PROBLEM REQUIREMENTS:
Which lines in the records below contain the word "blue"? Copy each such line in full, and treat case as significant.

DATA TO PROCESS:
## begin

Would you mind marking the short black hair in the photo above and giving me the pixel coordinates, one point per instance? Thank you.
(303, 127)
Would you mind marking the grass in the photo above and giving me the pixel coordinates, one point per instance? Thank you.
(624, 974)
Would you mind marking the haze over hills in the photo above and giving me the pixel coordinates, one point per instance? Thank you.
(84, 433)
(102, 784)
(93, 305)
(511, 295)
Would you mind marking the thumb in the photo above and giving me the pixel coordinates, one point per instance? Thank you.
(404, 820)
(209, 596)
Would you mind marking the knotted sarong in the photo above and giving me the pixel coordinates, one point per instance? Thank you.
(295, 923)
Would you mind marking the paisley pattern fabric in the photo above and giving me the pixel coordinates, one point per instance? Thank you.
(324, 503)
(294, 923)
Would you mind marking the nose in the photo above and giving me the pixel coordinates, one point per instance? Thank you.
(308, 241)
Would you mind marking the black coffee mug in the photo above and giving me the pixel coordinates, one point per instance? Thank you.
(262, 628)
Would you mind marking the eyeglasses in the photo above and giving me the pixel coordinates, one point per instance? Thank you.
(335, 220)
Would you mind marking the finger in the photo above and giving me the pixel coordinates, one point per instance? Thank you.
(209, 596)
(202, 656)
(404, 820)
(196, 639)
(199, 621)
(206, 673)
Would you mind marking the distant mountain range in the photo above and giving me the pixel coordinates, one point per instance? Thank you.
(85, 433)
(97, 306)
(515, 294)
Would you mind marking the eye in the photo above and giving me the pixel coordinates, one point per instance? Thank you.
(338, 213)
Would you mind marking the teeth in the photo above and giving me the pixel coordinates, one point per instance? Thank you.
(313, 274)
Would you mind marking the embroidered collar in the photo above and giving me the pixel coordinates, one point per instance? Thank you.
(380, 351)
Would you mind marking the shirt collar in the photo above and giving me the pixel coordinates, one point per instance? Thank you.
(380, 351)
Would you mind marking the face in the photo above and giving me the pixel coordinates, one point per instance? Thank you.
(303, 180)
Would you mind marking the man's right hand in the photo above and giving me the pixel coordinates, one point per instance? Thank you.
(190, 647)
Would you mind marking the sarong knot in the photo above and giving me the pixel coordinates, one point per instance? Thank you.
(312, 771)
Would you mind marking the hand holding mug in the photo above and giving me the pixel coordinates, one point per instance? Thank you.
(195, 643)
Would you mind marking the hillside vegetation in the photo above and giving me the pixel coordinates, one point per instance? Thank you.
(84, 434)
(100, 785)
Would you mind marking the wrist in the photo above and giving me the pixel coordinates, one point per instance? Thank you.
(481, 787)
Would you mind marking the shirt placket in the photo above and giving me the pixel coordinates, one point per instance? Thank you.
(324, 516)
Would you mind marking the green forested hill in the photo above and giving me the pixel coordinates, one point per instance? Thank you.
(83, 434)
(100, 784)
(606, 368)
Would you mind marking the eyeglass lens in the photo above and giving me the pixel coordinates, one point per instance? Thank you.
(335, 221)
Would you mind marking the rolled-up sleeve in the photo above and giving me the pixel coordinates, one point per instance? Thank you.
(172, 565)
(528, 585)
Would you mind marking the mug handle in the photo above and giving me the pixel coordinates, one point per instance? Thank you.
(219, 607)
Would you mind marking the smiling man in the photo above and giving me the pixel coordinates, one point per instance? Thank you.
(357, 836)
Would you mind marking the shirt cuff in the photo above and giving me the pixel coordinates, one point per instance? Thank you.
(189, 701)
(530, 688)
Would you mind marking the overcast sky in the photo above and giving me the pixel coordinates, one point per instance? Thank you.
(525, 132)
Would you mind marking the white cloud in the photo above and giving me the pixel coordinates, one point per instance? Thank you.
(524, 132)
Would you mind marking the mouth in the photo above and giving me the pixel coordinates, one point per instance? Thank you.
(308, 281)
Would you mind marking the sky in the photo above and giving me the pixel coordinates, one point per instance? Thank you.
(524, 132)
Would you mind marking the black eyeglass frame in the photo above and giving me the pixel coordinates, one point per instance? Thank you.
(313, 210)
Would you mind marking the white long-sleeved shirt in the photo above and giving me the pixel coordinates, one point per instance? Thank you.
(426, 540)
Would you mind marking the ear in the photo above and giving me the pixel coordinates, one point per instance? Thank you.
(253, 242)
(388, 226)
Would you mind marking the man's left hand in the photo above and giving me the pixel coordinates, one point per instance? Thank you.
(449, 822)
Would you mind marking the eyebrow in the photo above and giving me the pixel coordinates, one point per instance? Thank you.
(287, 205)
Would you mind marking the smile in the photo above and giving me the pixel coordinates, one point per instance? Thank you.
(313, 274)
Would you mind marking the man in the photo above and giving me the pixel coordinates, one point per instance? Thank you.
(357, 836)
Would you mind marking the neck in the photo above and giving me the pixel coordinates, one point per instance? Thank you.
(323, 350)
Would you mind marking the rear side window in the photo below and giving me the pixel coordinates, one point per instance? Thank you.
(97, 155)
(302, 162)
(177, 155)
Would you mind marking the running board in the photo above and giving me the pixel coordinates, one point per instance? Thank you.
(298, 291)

## end
## begin

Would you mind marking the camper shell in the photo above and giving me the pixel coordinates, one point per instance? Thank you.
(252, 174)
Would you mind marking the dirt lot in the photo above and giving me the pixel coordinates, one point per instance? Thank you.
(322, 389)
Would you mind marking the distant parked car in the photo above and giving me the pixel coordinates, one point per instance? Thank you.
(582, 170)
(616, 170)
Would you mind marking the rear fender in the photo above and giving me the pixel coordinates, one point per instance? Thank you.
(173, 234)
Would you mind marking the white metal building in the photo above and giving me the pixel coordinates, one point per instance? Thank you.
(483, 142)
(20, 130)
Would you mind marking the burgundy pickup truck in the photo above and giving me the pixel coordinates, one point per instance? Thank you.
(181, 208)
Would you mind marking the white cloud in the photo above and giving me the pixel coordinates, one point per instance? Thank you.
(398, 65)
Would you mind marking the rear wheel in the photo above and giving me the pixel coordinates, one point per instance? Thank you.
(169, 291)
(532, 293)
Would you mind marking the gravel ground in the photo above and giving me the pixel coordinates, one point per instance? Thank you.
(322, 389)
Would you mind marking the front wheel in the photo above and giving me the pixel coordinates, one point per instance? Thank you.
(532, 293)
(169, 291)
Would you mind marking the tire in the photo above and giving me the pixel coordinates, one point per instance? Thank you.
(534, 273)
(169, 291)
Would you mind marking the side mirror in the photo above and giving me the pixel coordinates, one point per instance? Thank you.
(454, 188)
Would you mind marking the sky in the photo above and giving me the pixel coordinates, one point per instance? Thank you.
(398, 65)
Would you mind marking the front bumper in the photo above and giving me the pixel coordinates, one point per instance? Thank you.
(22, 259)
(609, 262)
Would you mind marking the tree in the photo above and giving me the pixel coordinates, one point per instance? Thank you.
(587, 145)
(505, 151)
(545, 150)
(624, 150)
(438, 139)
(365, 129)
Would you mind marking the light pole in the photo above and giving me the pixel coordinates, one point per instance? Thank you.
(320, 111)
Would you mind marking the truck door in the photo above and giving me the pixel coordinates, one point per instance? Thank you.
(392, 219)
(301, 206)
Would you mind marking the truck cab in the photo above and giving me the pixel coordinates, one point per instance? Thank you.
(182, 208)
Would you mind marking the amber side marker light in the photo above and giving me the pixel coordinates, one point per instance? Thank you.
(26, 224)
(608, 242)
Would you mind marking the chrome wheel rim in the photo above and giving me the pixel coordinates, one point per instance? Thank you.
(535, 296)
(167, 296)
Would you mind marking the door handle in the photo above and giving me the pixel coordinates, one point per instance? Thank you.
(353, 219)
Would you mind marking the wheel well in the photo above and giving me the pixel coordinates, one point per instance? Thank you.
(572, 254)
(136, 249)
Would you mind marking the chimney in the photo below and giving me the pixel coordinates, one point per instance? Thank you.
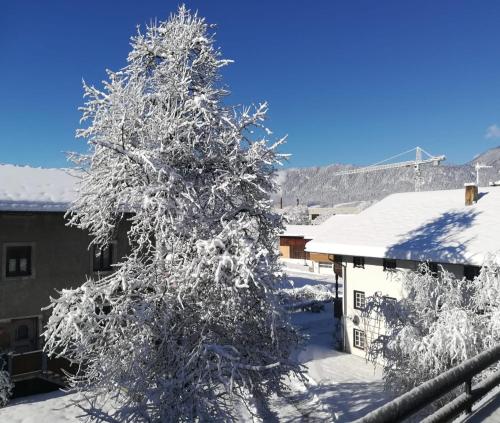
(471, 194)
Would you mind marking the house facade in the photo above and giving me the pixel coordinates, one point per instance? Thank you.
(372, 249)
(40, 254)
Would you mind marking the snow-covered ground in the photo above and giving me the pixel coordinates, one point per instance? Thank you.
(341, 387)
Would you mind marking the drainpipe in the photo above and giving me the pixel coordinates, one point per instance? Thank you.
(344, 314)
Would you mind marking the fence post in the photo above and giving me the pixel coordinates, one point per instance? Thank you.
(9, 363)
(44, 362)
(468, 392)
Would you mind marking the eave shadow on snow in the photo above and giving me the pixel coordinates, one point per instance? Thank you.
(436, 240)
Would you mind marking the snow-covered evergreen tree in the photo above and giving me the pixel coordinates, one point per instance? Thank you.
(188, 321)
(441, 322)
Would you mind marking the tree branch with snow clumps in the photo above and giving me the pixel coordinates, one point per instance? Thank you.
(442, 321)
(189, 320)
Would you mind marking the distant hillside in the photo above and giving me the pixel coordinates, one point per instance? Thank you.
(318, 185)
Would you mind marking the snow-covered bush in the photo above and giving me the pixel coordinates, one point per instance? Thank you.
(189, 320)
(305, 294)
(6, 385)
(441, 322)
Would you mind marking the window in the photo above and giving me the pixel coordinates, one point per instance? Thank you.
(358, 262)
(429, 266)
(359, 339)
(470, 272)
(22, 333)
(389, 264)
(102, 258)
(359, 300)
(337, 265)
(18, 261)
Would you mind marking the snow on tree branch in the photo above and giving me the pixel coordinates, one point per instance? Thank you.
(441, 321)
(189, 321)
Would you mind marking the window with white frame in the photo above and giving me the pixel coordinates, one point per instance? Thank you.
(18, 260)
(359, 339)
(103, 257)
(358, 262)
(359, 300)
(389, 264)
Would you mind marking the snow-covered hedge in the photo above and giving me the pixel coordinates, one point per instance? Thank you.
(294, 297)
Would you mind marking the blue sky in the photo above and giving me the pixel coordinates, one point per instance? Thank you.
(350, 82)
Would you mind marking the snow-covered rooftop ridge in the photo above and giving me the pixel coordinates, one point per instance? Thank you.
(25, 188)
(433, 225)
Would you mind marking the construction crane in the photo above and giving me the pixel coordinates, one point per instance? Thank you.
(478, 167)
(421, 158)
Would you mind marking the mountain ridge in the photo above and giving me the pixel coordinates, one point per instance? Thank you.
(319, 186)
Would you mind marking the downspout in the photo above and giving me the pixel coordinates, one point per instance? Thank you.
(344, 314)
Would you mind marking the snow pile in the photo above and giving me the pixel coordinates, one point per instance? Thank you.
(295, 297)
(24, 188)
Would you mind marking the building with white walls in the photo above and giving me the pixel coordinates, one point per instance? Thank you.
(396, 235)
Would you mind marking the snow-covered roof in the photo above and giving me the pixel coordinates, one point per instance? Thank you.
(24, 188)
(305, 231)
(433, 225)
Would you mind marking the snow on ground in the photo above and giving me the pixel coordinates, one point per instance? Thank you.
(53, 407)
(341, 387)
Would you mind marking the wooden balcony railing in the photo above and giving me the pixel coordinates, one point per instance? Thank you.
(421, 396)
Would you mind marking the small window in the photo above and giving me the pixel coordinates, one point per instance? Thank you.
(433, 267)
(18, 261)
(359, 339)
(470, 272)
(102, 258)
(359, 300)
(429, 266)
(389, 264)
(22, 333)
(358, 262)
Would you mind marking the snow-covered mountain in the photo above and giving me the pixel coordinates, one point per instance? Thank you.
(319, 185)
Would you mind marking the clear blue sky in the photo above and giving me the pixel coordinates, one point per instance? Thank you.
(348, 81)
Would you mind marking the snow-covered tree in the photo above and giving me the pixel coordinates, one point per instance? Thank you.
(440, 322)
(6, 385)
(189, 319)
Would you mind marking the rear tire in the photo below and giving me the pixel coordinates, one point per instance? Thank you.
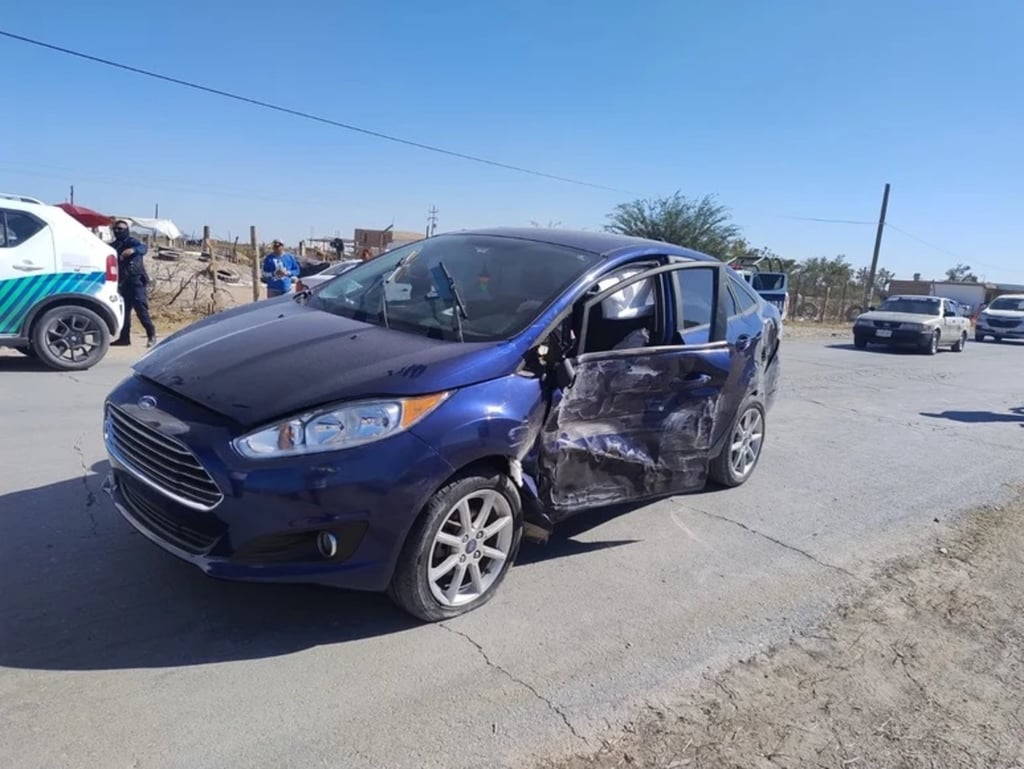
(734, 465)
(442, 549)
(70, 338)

## end

SOLUTION TO THE PROBLEM:
Would you mind marking the blue sky in the photo above and giving me the pixel coordinates, one point per instance? Thank you.
Would you mind marking the clear blue sky in the photo above and giving me the pixel coordinates, one point per instance? Thank you.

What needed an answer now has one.